**Problem statement**
Please recast the records below as a JSON list of strings, one string per line, leaving out any blank lines.

........

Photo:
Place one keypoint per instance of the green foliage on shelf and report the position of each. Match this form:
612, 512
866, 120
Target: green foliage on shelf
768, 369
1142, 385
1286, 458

........

**Result**
[
  "Photo:",
  "Place one keypoint per instance of the green foliage on shelf and report the position of each. Match this form:",
  "612, 512",
  "866, 120",
  "Target: green foliage on shelf",
  "768, 369",
  "1142, 385",
  "1286, 458"
]